— Objective —
Render every line below as a Markdown table with two columns, No. and Line, numbering each row and skipping any blank lines.

★ ★ ★ ★ ★

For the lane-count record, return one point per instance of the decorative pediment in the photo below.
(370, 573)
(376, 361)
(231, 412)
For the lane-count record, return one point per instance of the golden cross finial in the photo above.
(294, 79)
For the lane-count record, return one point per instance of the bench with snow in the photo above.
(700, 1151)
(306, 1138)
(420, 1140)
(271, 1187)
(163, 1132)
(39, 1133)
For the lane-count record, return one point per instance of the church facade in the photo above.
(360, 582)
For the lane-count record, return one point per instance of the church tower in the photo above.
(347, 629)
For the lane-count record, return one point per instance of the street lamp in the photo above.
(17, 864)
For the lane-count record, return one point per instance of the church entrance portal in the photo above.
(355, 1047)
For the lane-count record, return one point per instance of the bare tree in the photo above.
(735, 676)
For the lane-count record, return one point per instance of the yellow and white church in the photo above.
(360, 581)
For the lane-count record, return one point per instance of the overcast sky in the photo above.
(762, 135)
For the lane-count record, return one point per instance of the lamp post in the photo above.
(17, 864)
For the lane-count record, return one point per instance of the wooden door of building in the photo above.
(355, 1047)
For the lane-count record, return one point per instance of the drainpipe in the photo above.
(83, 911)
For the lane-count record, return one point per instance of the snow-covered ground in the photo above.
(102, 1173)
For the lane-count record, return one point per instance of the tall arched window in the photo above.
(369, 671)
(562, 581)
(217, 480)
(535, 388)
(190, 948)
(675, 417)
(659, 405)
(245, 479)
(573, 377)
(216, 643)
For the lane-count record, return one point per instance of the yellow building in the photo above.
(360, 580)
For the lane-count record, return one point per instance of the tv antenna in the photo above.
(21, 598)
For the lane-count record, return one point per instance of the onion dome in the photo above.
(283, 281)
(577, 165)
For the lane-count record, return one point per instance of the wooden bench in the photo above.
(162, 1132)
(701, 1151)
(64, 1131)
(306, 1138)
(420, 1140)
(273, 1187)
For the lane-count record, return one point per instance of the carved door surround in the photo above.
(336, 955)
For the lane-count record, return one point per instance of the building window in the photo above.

★ ★ ★ ★ ★

— Full output —
| No. | Line |
|---|---|
| 1 | For the lane-count record, return one point per instance of the decorative pediment in the photo below. |
| 2 | (370, 573) |
| 3 | (376, 361) |
| 4 | (231, 412) |
| 5 | For the lane-count record, return one point per instance of the golden cross finial in the photo above. |
| 6 | (294, 79) |
| 7 | For the lane-count record, return one point per instance of the bench with snow in the photo above. |
| 8 | (700, 1151) |
| 9 | (306, 1138) |
| 10 | (420, 1140) |
| 11 | (271, 1187) |
| 12 | (163, 1132) |
| 13 | (39, 1133) |
| 14 | For the lane-count record, return one point per instance of the church facade in the photo above. |
| 15 | (360, 582) |
| 16 | For the lane-count record, return one point per instance of the church tower in the photo above. |
| 17 | (347, 629) |
| 18 | For the lane-count record, return one point per instance of the street lamp in the photo above. |
| 19 | (17, 864) |
| 20 | For the lane-count record, return one point per instance of the church entrance portal in the photo above. |
| 21 | (355, 1047) |
| 22 | For the lane-count record, return one point per instance of the bare tree in the photo above. |
| 23 | (735, 676) |
| 24 | For the lane-count record, return one point per instance of the yellow and white church in the photo above. |
| 25 | (360, 581) |
| 26 | For the lane-count record, return one point per instance of the overcast sky in the photo above. |
| 27 | (762, 135) |
| 28 | For the lane-count record, return one point per instance of the lamp post in the photo above. |
| 29 | (17, 864) |
| 30 | For the lane-count record, return one point per instance of the wooden door of building in the photo above. |
| 31 | (355, 1047) |
| 32 | For the lane-count record, return one point per instance of the drainpipe in the photo above. |
| 33 | (83, 911) |
| 34 | For the lane-count record, return one point per instance of the snow-covered ground in the photo above. |
| 35 | (102, 1173) |
| 36 | For the lane-count record, return one point per instance of the tall arched window in the photo above. |
| 37 | (369, 671) |
| 38 | (562, 581) |
| 39 | (217, 480) |
| 40 | (535, 388) |
| 41 | (190, 948) |
| 42 | (675, 417) |
| 43 | (659, 405) |
| 44 | (245, 479) |
| 45 | (573, 377) |
| 46 | (216, 643) |
| 47 | For the lane-count record, return one point per instance of the yellow building in the photo above. |
| 48 | (360, 580) |
| 49 | For the lane-count record, return one point per instance of the tv antenna in the photo above. |
| 50 | (21, 598) |
| 51 | For the lane-count record, return one point per instance of the onion dome in the photo above. |
| 52 | (283, 281) |
| 53 | (577, 165) |
| 54 | For the lane-count record, return one point per instance of the wooden bench in the photo above. |
| 55 | (162, 1132) |
| 56 | (701, 1151) |
| 57 | (64, 1131) |
| 58 | (306, 1138) |
| 59 | (420, 1140) |
| 60 | (273, 1187) |
| 61 | For the lane-count record, return one point per instance of the carved door surround in the photo above. |
| 62 | (336, 955) |
| 63 | For the lane-count record, return one point per instance of the building window in the photo above. |